__Extract__
• • • •

BILLINGS - A fundraiser at Rocky Mountain College has filed a lawsuit against the school and President Michael Mace, describing him as a violent, threatening boss who drove away employees and potential donors.
Director of Development Shari VanDelinder filed the civil lawsuit in state District Court on Monday, alleging assault and infliction of emotional distress by Mace. It also alleges the private college failed to provide a safe workplace and was negligent in its supervision of Mace and in retaining him as president. She is seeking punitive damages against both.
Mace said the lawsuit is "a personnel matter, and there's no comment."
Barbara Skelton, chairwoman of the university's board of trustees, said VanDelinder's concerns were taken seriously and investigated.
"The board offered a fair resolution and is disappointed she did not avail herself of that remedy," Skelton said in an e-mail to The Billings Gazette, adding that "the board of trustees hopes to move forward with the mission of the college under the leadership of President Mike Mace."
According to the lawsuit, VanDelinder has suffered severe headaches, insomnia and panic attacks because of the way she has been treated and she remains on medical leave after a psychiatrist last month diagnosed her with post-traumatic stress syndrome.
The lawsuit chronicles VanDelinder's increasingly successful efforts in raising money for the college and alleges Mace yelled and screamed at her, went into tirades in front of donors, maligned VanDelinder to her face and to others, pounded his fists on tables during meetings, backed her up to a door while yelling at her, and threw a chair into a bookcase.
VanDelinder said she met with Mace several times asking him to change his behavior and then spoke with human resource officials and Skelton.

• • • •

__Required action 1__
According to the news report on the Rocky Mountain College lawsuit, why does VanDelinder remain on medical leave? Answer in one to three sentences.
__Required action 2__
Answer these questions from the news report on the Rocky Mountain College lawsuit:
(a) In which court did VanDelinder file the lawsuit?
(b) How did Skelton deliver her statement to The Billings Gazette?
(c) According to the lawsuit, what did Mace throw a chair into?
__Required action 3__
Carry on the news report on the Rocky Mountain College lawsuit from the point where it stops.
The listing that follows is separate material and has no connection to the news report above.

(Natural-language object-grounding data)
• • • •

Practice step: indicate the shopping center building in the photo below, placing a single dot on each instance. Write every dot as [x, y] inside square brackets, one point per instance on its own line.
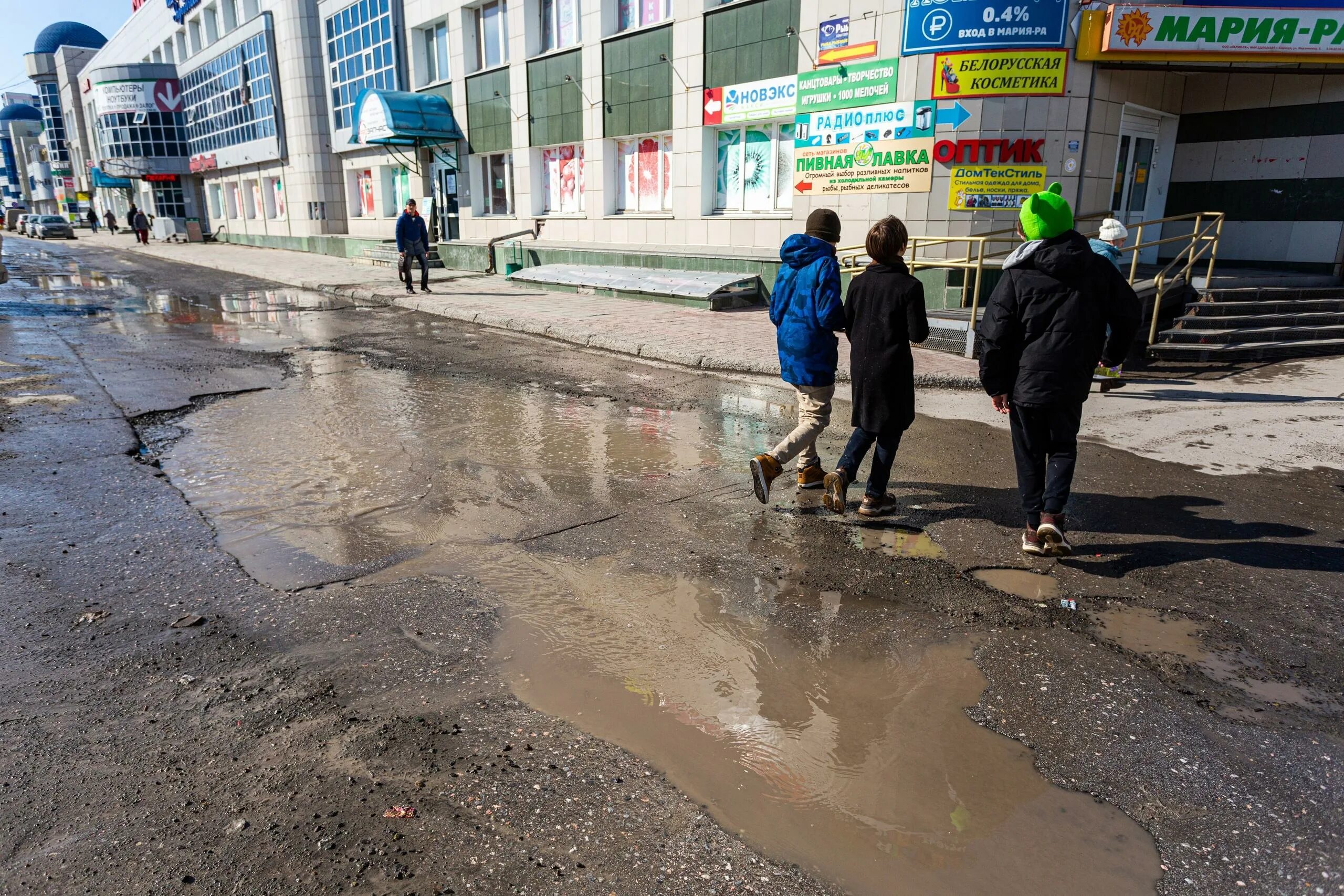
[676, 133]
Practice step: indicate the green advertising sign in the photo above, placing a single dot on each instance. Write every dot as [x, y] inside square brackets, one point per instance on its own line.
[859, 83]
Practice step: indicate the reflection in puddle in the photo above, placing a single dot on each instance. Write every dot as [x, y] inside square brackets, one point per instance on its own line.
[1023, 583]
[897, 543]
[1147, 630]
[805, 721]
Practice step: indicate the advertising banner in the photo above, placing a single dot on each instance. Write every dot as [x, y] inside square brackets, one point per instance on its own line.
[116, 97]
[887, 121]
[882, 167]
[994, 186]
[1166, 30]
[983, 25]
[862, 83]
[753, 101]
[834, 34]
[999, 73]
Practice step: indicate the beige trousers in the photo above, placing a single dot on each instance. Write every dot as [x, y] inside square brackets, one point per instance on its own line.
[814, 418]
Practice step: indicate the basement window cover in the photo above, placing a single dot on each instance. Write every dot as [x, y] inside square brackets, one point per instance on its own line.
[651, 281]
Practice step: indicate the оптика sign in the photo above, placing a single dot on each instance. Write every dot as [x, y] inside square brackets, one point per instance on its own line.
[860, 83]
[1166, 30]
[983, 25]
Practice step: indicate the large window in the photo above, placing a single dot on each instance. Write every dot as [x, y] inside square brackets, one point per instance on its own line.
[636, 14]
[169, 201]
[562, 179]
[644, 171]
[230, 100]
[140, 135]
[754, 168]
[492, 34]
[560, 23]
[54, 123]
[361, 56]
[498, 181]
[435, 53]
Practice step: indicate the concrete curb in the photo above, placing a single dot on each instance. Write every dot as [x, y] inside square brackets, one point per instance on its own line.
[574, 335]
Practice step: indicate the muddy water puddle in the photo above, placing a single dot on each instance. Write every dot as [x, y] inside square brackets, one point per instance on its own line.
[1022, 583]
[823, 727]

• • • •

__Answer box 1__
She remains on medical leave because a psychiatrist diagnosed her last month with post-traumatic stress syndrome. The lawsuit says she has suffered severe headaches, insomnia and panic attacks because of the way she has been treated.

__Answer box 2__
(a) State District Court
(b) By e-mail
(c) A bookcase

__Answer box 3__
On March 23, Skelton found that Mace had not discriminated against women nor had singled out VanDelinder for poor treatment, but that VanDelinder should have the chance to be managed by someone other than Mace.
The lawsuit says at least four people in charge of the development office have left since Mace was hired in 2005, along with 15 other people who reported directly to Mace.
The lawsuit states that the reasons the employees left have not been disclosed, but many have signed confidentiality agreements and received settlements, some in the tens of thousands of dollars.
"However, the trustees have been informed about the reasons some employees resigned," the lawsuit states. "The reasons included refusing to deal any longer with Mace's inappropriate behaviors, such as bullying, making derogatory and demeaning comments and spreading false rumors about employees and others, depriving employees of information and excluding them from meetings essential to their jobs.
"One or more trustees have resigned from the board in protest over the board's failure to address Mace's inappropriate treatment of employees," the lawsuit charges.